**出典**
__________________________________________________
2012年10月13日

形を残さないアート。



実はムンク展を観に行ったときに、同時におもしろい体験をしてきました。

テート・モダンに入場すると、大きな書店の隣に
タービン・ホールというだだっ広い空間があります。
ここはかつて発電機があった場所。

このホールに、老弱男女問わずやたらと人がいたので、
平日なのに今日は混んでるのかな?なんて思いながら
そばの売店でチケットを交換したところで...
集まっていた人たちが静かに歌を歌い始めました!

↑一般のお客さんと、パフォーマーと区別がつかないけど
立ちながら、座りながら、いろいろな格好で歌っています。
教会に流れているような厳か〜な歌です。


これはもしかして・・・
町中でマイケル・ジャクソンのダンスを踊ってしまう
集団パフォーマンスのようなアレが始まるんじゃ...?!と思ってドキドキして見ていたら
歌い終わると同時に、みんな今向いていた方向にそれぞれ一直線に動き出したのです!
__________________________________________________
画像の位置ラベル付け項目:
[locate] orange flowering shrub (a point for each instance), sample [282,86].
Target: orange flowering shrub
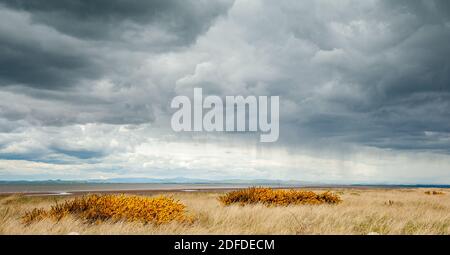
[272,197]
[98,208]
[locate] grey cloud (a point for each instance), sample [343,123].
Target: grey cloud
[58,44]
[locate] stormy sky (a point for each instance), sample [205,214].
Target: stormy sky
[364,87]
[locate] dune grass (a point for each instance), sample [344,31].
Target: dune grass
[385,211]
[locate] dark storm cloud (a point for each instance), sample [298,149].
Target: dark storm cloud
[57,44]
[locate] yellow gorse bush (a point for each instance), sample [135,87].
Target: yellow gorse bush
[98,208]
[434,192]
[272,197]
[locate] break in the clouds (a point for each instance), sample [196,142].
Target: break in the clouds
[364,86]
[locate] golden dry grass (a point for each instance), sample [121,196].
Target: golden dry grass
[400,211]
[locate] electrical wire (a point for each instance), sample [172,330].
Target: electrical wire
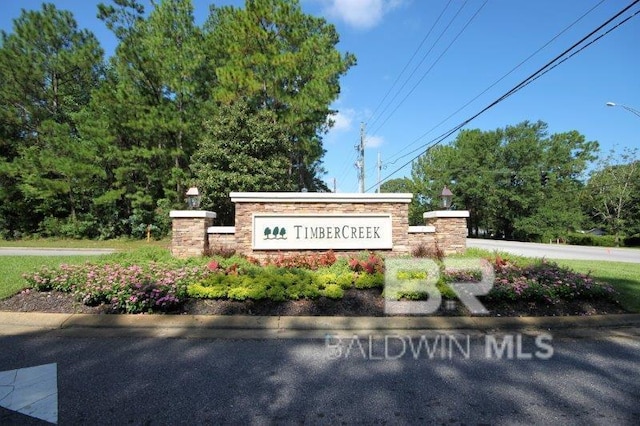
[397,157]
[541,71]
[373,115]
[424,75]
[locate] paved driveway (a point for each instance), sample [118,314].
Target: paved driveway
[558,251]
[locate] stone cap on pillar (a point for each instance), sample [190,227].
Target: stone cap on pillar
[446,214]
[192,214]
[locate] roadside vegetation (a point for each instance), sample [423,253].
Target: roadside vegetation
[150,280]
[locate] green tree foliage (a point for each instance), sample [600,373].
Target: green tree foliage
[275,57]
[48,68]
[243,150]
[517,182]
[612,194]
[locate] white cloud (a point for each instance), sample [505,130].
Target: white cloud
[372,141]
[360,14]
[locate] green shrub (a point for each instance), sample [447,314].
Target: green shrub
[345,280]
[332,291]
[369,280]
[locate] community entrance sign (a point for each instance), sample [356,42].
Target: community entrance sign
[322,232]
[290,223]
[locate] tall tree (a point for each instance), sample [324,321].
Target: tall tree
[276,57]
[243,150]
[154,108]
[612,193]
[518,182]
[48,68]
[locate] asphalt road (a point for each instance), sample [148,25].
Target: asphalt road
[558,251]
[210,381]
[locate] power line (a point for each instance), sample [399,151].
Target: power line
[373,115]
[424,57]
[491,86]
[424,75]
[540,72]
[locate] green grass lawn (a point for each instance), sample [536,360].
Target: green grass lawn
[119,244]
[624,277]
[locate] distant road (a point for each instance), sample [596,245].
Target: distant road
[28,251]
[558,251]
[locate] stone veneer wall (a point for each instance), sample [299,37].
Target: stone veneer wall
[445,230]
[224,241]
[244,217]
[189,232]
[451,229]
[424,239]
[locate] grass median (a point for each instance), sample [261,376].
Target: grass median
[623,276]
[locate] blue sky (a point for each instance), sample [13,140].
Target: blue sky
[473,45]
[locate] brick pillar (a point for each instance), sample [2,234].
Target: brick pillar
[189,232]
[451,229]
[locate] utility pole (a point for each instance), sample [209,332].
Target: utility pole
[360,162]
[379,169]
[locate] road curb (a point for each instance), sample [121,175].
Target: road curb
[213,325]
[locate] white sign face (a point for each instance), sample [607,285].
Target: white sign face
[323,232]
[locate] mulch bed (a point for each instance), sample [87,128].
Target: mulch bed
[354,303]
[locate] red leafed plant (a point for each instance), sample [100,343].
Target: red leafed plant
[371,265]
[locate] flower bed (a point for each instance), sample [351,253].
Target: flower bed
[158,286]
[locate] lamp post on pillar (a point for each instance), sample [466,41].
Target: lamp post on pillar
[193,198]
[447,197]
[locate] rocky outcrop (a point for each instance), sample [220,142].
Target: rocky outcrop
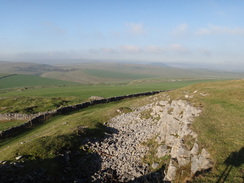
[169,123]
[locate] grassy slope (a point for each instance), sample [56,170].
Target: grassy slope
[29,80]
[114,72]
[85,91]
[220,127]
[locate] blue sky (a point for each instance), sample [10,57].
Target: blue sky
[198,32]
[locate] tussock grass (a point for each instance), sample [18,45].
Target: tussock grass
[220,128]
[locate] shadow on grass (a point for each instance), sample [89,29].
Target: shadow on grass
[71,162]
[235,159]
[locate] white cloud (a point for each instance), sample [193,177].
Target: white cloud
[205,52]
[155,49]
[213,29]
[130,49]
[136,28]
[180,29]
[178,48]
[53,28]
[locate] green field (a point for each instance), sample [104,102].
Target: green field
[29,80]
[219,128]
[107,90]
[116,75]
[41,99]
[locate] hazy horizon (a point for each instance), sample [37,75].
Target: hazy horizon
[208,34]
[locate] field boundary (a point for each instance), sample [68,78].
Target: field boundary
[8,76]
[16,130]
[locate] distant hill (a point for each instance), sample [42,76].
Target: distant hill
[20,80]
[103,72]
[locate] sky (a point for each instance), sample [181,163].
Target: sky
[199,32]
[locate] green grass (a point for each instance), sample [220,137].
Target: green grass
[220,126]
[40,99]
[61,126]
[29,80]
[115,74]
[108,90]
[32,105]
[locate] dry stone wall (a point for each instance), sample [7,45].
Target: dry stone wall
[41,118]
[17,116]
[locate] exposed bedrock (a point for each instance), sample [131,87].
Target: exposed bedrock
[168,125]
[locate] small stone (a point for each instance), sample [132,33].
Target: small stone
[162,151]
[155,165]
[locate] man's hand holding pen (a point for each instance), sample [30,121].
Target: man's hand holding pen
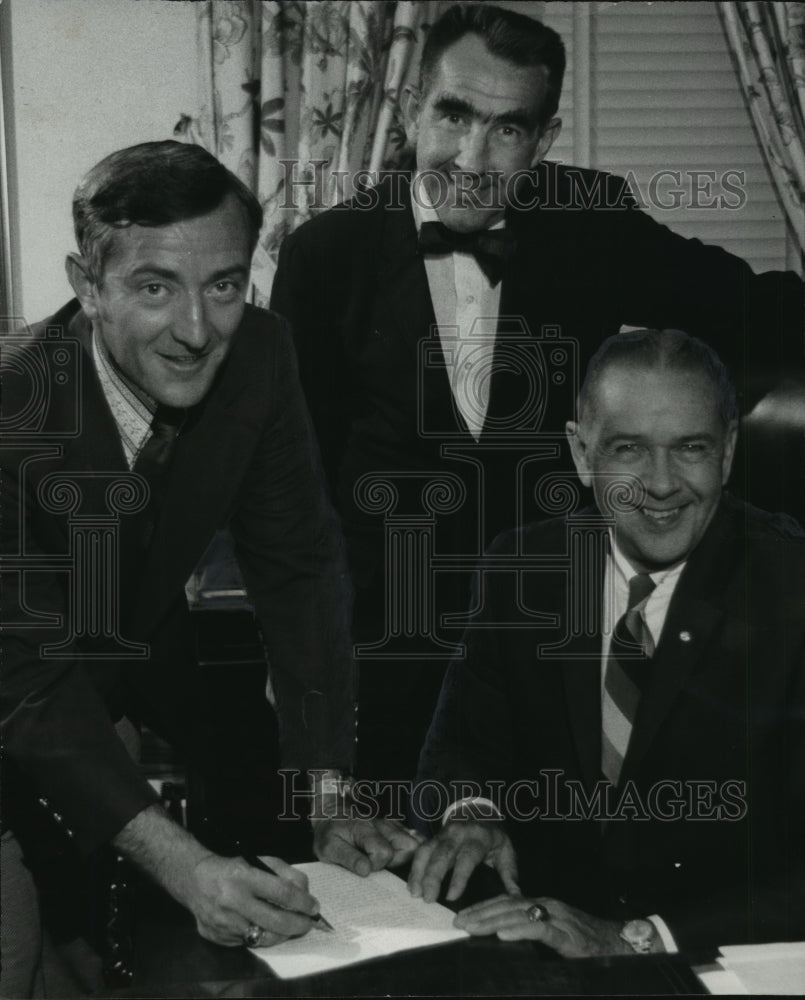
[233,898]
__________________________________________________
**課題 A**
テート・モダンでの体験記を二文で要約せよ。
**課題 B**
テート・モダンでの体験記を、最後の一文の後から書き継げ。

**正解 A**
筆者はムンク展を観にテート・モダンへ行った際、かつて発電機があったタービン・ホールに年齢や性別を問わず大勢の人が集まっているのを目にした。売店でチケットを交換したところで、その人たちが教会で流れるような厳かな歌を静かに歌い始め、歌い終わると同時にそれぞれが向いていた方向へ一直線に動き出した。

**正解 B**
そして、写真を撮っている私のもとにひとりの女性が笑顔で近づいて来て
「わたし妹がいるんだけどね、」
と一方的にベラベラ喋りだしたのです!

「小学生で、まだ小さいから可愛いんだけど、たまにワガママ言って暴れるの」

私:ポカーーーーン・・・

あの、もしかして、これもパフォーマンスってこと???
笑顔で話し続ける彼女に聞いてみると、
「ううん、ただ私の妹の話をしてるだけ。」との返答。
そしてまだ話し続けます。

一瞬変な人なのかと思ってしまったんだけど、
やはりこれはアートの一環。
妹の話を終えると、すーーーっといなくなってしまいました。


そして、今度はパフォーマー全員がゆっくりと、
後ろ向きに歩き出しました。


館内の照明もついたり消えたり。


何が起こるのかわからないので
一般のお客さんも目が離せない様子。


ついに真っ暗。
そして、また歌い始めました。

ここで、私はトイレにも行きたかったし
ムンク展を観にそそくさと退散。


そして1時間半後・・・
展覧会が終わって戻ってみると

まだやってる・・・!!!!!


さっきの私と同じように、合間合間に
一般客に話しかけるパフォーマーたち。
1対1もあれば、このように複数人で攻めてくることも。

よくよく観察すると、鞄やカメラを持ってなくて、腕を組んでいるのが
パフォーマーなんだなーとだんだん区別がついてきました。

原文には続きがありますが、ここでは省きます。